**EXERCISE REQUIREMENTS:** Transcribe every line, keeping it exact.

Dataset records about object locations
------------

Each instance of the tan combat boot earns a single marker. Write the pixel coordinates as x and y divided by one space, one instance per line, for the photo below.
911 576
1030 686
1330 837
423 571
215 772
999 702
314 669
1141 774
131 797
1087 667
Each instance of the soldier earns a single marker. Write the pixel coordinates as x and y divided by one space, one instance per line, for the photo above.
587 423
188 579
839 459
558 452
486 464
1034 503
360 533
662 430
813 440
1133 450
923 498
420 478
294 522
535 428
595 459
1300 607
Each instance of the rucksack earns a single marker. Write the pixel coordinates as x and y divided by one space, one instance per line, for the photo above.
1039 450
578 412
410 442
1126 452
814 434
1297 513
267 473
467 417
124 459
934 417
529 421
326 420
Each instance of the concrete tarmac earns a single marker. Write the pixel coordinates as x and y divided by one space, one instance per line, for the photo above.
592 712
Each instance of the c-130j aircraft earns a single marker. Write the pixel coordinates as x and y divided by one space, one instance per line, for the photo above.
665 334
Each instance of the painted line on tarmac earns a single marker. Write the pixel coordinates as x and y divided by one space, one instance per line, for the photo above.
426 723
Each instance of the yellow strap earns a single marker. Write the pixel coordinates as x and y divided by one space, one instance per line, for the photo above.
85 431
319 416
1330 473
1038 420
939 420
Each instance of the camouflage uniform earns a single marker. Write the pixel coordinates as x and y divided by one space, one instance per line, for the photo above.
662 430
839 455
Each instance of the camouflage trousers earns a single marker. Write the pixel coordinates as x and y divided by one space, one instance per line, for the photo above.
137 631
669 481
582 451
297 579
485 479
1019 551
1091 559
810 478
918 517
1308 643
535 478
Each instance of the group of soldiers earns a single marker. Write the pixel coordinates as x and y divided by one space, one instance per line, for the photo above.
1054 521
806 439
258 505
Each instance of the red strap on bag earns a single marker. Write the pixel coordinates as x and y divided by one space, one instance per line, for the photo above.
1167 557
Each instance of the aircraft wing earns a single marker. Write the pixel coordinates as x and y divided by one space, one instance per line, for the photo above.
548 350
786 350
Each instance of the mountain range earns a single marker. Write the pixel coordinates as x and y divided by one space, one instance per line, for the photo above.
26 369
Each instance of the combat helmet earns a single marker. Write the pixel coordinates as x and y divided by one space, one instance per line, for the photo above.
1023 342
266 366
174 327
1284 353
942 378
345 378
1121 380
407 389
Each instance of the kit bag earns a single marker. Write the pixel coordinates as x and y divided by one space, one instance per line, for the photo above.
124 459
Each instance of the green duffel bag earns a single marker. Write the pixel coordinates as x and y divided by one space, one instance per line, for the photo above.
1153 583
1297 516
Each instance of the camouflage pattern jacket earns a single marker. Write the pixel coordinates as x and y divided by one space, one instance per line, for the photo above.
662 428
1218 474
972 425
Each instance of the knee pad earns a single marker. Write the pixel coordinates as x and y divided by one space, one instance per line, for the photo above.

------------

**EXERCISE SOLUTION:**
Each instance of the tan combat boot earns a single marker. Write the pixel coordinates as x and y divided by one space, one instance per line, for the photo below.
911 576
1030 686
1330 837
423 571
215 772
999 702
314 669
1141 774
131 797
1087 667
Each instance of the soldier earns a single marker. Write the pixel coordinates as x and y divided by one space, one instance per line, for the photo above.
587 423
188 579
839 459
558 452
486 464
1034 503
360 533
662 430
813 440
1133 450
923 498
420 478
294 522
535 428
595 459
1300 607
Each instance of the rucksack earns a single marker. Write the pixel coordinates as x and y divided by one space, one instance per line, for the photo above.
1039 450
578 412
410 442
1126 452
814 434
1297 513
267 473
467 417
124 459
934 417
529 421
326 420
Each instance of the concrete tarmac earns a single marker. Write the pixel coordinates as x and y divided by one space, one instance per line, for the photo above.
592 712
Each instance of the c-130j aircraft earns a single marker. Write the pixel coordinates as x and y divided by one space, one instance per line, for the photo above.
665 334
Each instance of the painted line on tarmac earns a single marker. Write the pixel coordinates as x and y divided by one space, one instance per line, for the photo above.
426 723
Each instance of the yellow strap earns a single marker. Write the pixel coordinates as x and y divided by one space, one instance per line, for the photo above.
85 431
319 416
1330 473
1038 420
939 420
Each instance of the camouflage uniform earns a single marker. Write the pixel coordinates as x and y divided by one space, one instance per line, for the photo above.
662 430
839 455
Each instance of the camouflage trousers earns a single marker. Write the pixel coordinates as x and y divided by one space, one instance per line, for the photo above.
137 631
669 481
582 451
297 579
485 479
1019 551
1091 559
810 478
918 517
1308 643
535 478
Each instance of the group of soldiers earns a single marker. Write the pixel coordinates as x and y divided by one space, one instance per line, for the photo above.
1054 521
806 439
258 505
Each instance of the red strap on bag earns a single marker. Write the pixel coordinates as x and y divided by one space, one instance per line, for the photo above.
1167 557
Each instance of the aircraft wing earns a single marker. Write the pixel coordinates as x and y divided by one space, one instance per line, for the photo above.
548 350
786 350
Each instance of the mountain range earns a single marker. Write the pixel coordinates as x and y divided by one space, one instance per line, for the photo above.
26 369
Each instance of the combat helmet earns a single marker. Write the pixel coordinates as x and y divided by one space, one instance per line, for the photo above.
1023 342
266 366
174 327
1284 353
942 378
345 378
1121 380
407 389
Each instance of the kit bag earns a single marker. Write the pixel coordinates as x and y divided by one space, one instance per line, for the photo above.
124 459
Each instance of the green duffel bag earns a single marker. Write the pixel coordinates as x and y divided by one space, one instance per line, for the photo above.
1153 583
1297 516
Each instance of the camouflage pattern jacket earns a single marker. Write the pixel coordinates as x and y divided by one space, one instance per line, for the photo above.
662 428
1218 474
972 425
Each instance of the knee pad earns a single marker. Write the pixel coordinates as x and y divided by one space, one instance per line, for the photo above.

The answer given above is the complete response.